• _AIM_: Entries follow. Set all of them down as they stand.

• _GIVEN DATA_:
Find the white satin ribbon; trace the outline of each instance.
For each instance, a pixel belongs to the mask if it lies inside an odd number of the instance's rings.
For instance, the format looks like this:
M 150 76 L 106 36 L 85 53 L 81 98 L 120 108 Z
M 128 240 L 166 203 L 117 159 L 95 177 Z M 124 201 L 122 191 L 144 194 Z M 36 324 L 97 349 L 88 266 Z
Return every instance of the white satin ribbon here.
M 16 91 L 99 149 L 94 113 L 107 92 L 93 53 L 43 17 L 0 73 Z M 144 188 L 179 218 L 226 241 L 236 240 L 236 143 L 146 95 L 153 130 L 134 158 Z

• _ANSWER TO THE PROBLEM_:
Find the white satin ribbon; trace the outline of each instance.
For each instance, a pixel belongs to the mask if it lies inside an odd number of the instance's rings.
For instance, the format looks like this:
M 150 76 L 106 36 L 85 53 L 81 98 L 120 108 Z
M 128 240 L 166 203 L 117 159 L 95 177 Z M 124 201 L 122 191 L 144 194 Z M 36 324 L 97 349 L 88 266 Z
Return every instance of the white satin ribbon here.
M 16 91 L 99 149 L 94 113 L 107 92 L 93 53 L 43 17 L 0 73 Z M 144 188 L 179 218 L 226 241 L 236 240 L 236 143 L 146 95 L 153 130 L 134 158 Z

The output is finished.